Opticians, optometrists, ophthalmologists—you know all these “O” words have something to do with treating the eyes, but if someone asked you to explain the differences, you probably wouldn’t feel too optimistic. When you need to see an eye doctor, you could have to see an optometrist or an ophthalmologist, but when it comes to distinctions between the two, there’s more than meets the eye. Here are some differences between optometry and ophthalmology that you should know.
Let’s start with opticians. Think of them as “optical technicians.” Opticians assist optometrists and ophthalmologists by filling patients’ prescriptions for eyeglasses, contact lenses, and other devices for the eyes. Opticians make sure your lenses fit properly and meet your doctor’s specifications. Though opticians are an integral part of eye care who must be recognized by an opticians’ association in order to practice, they are not doctors.
An optometrist, on the other hand, will have completed four years of undergraduate education followed by optometry school, after which they receive a Doctor of Optometry (O.D.) degree. An ophthalmologist is a medical doctor who further specializes in the eye. Think of your ophthalmologist the way you might think of a cardiologist for your heart or a neurologist for your brain. To become an ophthalmologist, one must successfully complete a Doctor of Medicine (M.D.) program followed by three years of residency in ophthalmology.
Why You Go
A visit to the optometrist should be a regular part of eye care. You should get your eyes checked at least once every two years, though as you get older and your eyes change more, more frequent visits may be necessary. Optometrists will make sure your prescriptions for your eyeglasses or contact lenses remain up to date. If you’re seeing an ophthalmologist, it’s for something more specific than a vision test. If you’re ready to give up the glasses and pursue laser surgery, you’ll need to see an ophthalmologist.

___

- _TASK ITEM 1_
From the eye care text, quote the passage starting at "An optometrist, on" and ending at "residency in ophthalmology.".
- _TASK ITEM 2_
According to the eye care text, how often should you get your eyes checked at minimum?

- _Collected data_
___

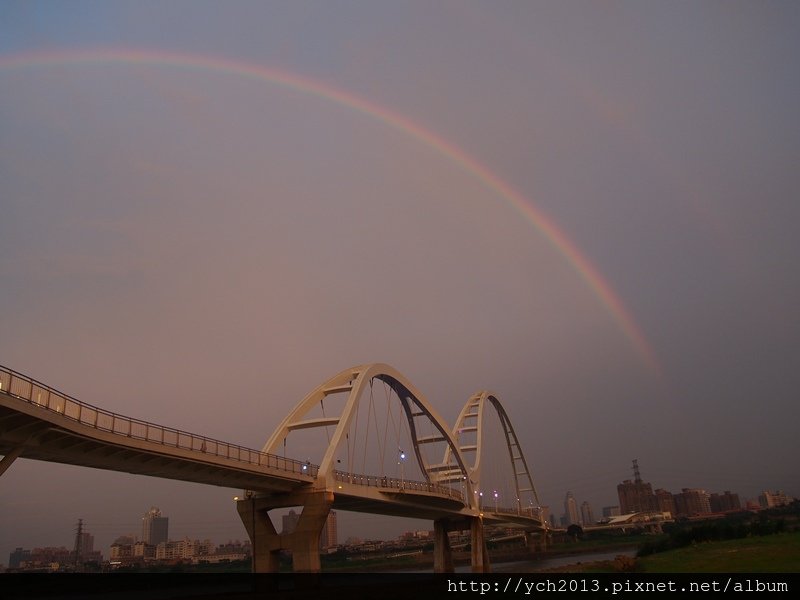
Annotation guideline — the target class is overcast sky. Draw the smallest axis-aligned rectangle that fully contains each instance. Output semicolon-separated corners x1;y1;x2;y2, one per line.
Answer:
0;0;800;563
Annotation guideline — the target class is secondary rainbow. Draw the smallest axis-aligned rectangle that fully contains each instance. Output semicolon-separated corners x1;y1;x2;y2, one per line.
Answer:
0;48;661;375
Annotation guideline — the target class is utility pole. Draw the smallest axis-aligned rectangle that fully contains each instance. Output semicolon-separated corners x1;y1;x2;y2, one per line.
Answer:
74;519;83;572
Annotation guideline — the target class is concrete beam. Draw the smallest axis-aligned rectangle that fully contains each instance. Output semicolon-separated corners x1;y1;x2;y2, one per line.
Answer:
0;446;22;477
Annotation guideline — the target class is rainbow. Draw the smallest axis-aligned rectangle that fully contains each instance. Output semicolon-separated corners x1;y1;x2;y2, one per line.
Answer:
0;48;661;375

___

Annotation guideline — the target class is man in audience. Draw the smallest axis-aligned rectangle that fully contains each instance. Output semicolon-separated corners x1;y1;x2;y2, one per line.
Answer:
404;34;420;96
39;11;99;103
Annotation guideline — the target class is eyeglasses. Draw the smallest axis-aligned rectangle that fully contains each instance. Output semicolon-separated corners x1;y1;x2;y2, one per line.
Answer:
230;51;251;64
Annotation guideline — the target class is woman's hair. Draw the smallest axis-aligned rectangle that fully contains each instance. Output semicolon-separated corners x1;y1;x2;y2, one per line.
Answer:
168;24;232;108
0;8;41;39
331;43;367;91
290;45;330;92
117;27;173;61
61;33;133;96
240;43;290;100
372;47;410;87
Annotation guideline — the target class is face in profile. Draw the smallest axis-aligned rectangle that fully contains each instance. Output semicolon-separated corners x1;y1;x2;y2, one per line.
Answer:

___

- _TASK OUTPUT 1_
An optometrist, on the other hand, will have completed four years of undergraduate education followed by optometry school, after which they receive a Doctor of Optometry (O.D.) degree. An ophthalmologist is a medical doctor who further specializes in the eye. Think of your ophthalmologist the way you might think of a cardiologist for your heart or a neurologist for your brain. To become an ophthalmologist, one must successfully complete a Doctor of Medicine (M.D.) program followed by three years of residency in ophthalmology.

- _TASK OUTPUT 2_
At least once every two years.